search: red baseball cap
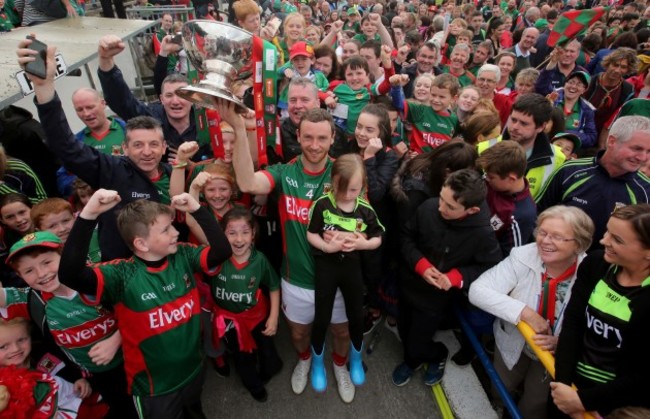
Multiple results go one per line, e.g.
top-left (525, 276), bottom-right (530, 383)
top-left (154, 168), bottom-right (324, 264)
top-left (289, 41), bottom-right (314, 60)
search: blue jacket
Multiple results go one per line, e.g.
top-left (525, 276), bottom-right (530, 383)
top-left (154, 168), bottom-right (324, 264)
top-left (552, 88), bottom-right (598, 148)
top-left (535, 64), bottom-right (588, 96)
top-left (585, 49), bottom-right (611, 76)
top-left (36, 94), bottom-right (172, 261)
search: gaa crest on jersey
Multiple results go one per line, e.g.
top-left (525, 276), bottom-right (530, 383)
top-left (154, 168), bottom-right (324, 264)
top-left (248, 276), bottom-right (256, 289)
top-left (323, 183), bottom-right (332, 194)
top-left (184, 273), bottom-right (191, 289)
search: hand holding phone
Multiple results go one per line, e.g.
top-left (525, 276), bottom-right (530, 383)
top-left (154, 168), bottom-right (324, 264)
top-left (25, 35), bottom-right (48, 79)
top-left (171, 33), bottom-right (183, 45)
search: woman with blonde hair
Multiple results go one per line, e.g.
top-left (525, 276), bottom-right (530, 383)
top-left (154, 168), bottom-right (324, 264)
top-left (273, 12), bottom-right (307, 65)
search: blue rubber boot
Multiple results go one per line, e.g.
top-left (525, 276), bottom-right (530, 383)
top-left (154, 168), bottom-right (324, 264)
top-left (310, 346), bottom-right (327, 392)
top-left (349, 343), bottom-right (365, 386)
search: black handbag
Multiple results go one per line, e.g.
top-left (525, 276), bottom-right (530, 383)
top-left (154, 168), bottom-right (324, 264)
top-left (31, 0), bottom-right (67, 18)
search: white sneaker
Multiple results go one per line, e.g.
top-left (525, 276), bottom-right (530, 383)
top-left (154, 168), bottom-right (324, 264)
top-left (333, 363), bottom-right (355, 403)
top-left (291, 357), bottom-right (311, 394)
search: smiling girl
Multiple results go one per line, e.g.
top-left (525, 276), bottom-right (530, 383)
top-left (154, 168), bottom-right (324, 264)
top-left (347, 104), bottom-right (399, 334)
top-left (307, 154), bottom-right (384, 394)
top-left (0, 193), bottom-right (35, 252)
top-left (273, 13), bottom-right (306, 66)
top-left (208, 206), bottom-right (282, 402)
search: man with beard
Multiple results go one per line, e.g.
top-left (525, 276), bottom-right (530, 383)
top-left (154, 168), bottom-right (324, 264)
top-left (223, 100), bottom-right (358, 403)
top-left (479, 93), bottom-right (565, 199)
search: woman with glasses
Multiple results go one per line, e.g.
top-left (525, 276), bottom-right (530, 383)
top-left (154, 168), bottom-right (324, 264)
top-left (469, 205), bottom-right (595, 419)
top-left (550, 205), bottom-right (650, 417)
★ ★ ★ ★ ★ ★ ★
All lines in the listing above that contain "search" should be shown.

search: red baseball cap
search: blue jacket
search: gaa crest on jersey
search: hand holding phone
search: woman with blonde hair
search: blue rubber boot
search: black handbag
search: white sneaker
search: smiling girl
search: man with beard
search: woman with glasses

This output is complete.